### DATASET EXTRACT
┌──

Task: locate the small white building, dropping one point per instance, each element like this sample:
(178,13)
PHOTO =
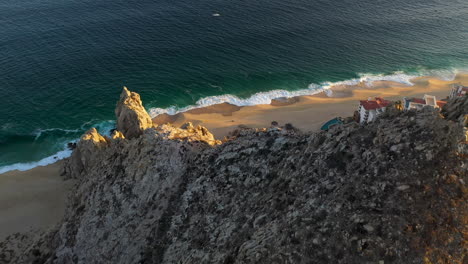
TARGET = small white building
(370,109)
(458,90)
(419,103)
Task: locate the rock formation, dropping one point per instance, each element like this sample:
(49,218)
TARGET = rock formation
(132,118)
(188,132)
(85,154)
(393,191)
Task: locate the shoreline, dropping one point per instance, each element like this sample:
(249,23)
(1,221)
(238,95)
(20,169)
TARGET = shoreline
(32,200)
(222,118)
(35,198)
(308,112)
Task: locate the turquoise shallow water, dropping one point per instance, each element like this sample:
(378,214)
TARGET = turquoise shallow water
(63,63)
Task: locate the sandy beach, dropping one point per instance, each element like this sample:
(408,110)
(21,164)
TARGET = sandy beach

└──

### TASK INSTRUCTIONS
Copy the lines from the line with "Task: locate the rock" up to and including the last line of the records.

### ANSWER IN FULL
Task: locate the rock formation, dropping one point per instance, each element like this sample:
(49,218)
TARGET = rock formation
(132,118)
(188,132)
(85,154)
(393,191)
Task: locate the shoreline, dropping one point per instance, each element like this sample:
(249,23)
(1,221)
(238,95)
(20,169)
TARGET = shoreline
(32,200)
(222,118)
(35,198)
(308,112)
Task: locate the turquoise shallow water, dropping one point per instance, each element like this sample:
(378,214)
TARGET = turquoise shallow water
(63,63)
Task: locate the sandy beach, dropping one point per instance, each element like this sample:
(408,110)
(21,164)
TARGET = sandy beach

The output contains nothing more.